• Problem to solve
How many lines of the data below contain the string "column"? Reply with the number alone.

• Data shown

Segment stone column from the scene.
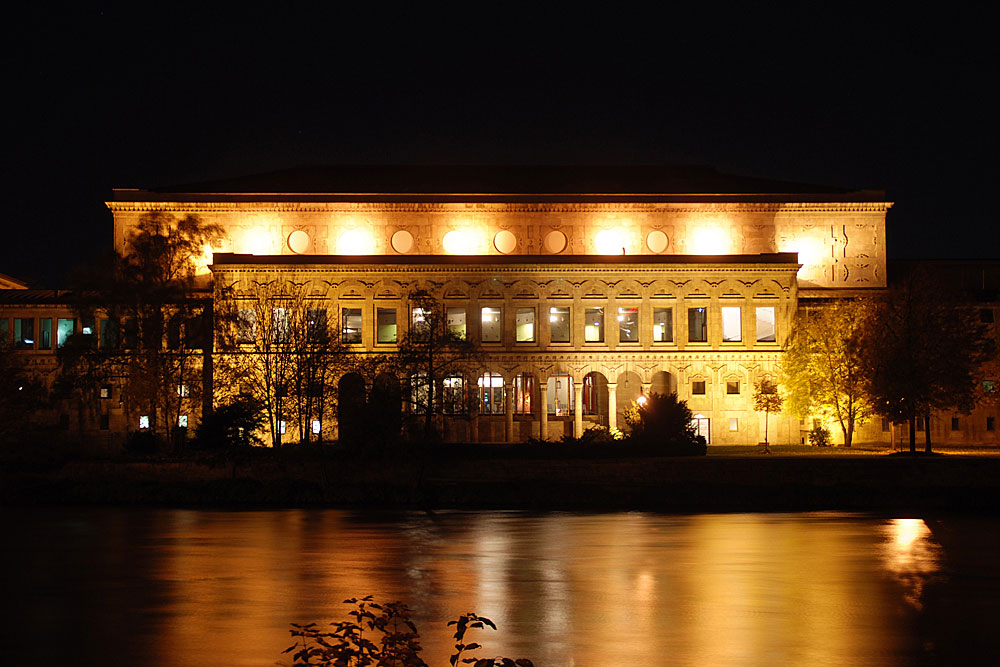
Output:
[538,381,549,440]
[608,382,618,428]
[573,379,583,438]
[503,380,514,442]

• Answer in full
1